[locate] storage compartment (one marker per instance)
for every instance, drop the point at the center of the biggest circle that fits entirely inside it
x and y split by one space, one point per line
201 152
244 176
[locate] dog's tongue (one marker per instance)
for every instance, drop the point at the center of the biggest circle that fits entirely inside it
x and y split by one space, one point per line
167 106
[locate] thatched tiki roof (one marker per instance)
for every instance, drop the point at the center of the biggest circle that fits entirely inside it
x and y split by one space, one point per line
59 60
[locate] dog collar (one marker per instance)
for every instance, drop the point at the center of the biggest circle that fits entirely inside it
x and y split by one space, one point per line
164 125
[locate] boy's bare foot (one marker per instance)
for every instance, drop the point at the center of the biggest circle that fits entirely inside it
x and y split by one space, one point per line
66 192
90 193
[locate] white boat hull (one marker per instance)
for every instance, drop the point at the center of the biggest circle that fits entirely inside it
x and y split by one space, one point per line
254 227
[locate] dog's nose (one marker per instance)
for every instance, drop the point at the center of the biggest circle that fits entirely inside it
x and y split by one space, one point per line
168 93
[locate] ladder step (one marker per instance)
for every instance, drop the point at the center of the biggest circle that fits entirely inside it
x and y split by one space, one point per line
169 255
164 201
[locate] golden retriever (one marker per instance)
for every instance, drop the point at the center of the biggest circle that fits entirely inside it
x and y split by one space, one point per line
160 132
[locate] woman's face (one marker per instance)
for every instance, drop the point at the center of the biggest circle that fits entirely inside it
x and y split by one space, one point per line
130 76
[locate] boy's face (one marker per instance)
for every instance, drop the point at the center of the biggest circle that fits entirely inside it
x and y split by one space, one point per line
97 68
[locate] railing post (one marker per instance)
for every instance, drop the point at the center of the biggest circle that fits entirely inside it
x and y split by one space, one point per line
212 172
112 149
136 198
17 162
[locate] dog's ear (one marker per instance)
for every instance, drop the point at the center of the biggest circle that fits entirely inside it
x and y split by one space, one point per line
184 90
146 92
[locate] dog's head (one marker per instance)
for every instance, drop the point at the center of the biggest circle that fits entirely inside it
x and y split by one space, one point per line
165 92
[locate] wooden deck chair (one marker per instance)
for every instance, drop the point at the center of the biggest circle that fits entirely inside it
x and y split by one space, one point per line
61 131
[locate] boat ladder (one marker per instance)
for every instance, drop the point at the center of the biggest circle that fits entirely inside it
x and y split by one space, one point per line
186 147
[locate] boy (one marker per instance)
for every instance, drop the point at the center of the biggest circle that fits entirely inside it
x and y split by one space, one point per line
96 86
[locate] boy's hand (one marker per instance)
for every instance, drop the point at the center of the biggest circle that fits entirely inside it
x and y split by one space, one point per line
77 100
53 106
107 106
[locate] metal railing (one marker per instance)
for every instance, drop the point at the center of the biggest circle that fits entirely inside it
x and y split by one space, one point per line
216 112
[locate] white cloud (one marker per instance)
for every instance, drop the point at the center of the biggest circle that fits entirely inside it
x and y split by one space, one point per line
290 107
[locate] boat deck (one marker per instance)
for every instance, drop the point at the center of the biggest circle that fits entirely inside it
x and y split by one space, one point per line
══════════
● **Exercise instructions**:
Please extract, word for word, the lines of the listing above, beginning at the line that contains "[locate] boy (one marker per instance)" and stopping after the last line of the listing.

● **Full answer**:
[locate] boy (one marker per instance)
for every instance, drop the point at the center of the biggest circle that fits entirely inside it
x and y split by one space, one point per line
96 86
[locate] boy's hand (one marker per instance)
for every instance, drop the point at the center of the biggest circle that fits entirely inside it
x and y split by one space, one point per line
77 100
53 106
107 106
[locate] metal railing (one marker per instance)
for every instance, drop the point at the center of the biggest circle that fits entirely inside it
x and y split by one space, one point per line
216 112
[locate] white cloud (one marker per instance)
for every instance, drop the point at the center of the biggest circle that fits entirely inside it
x and y split by one space, one point per line
290 107
[locate] boat deck (one marker per instance)
for every instance, drop the point at the center of the biggest circle that fits entirely inside it
x and y split by one space, one point per line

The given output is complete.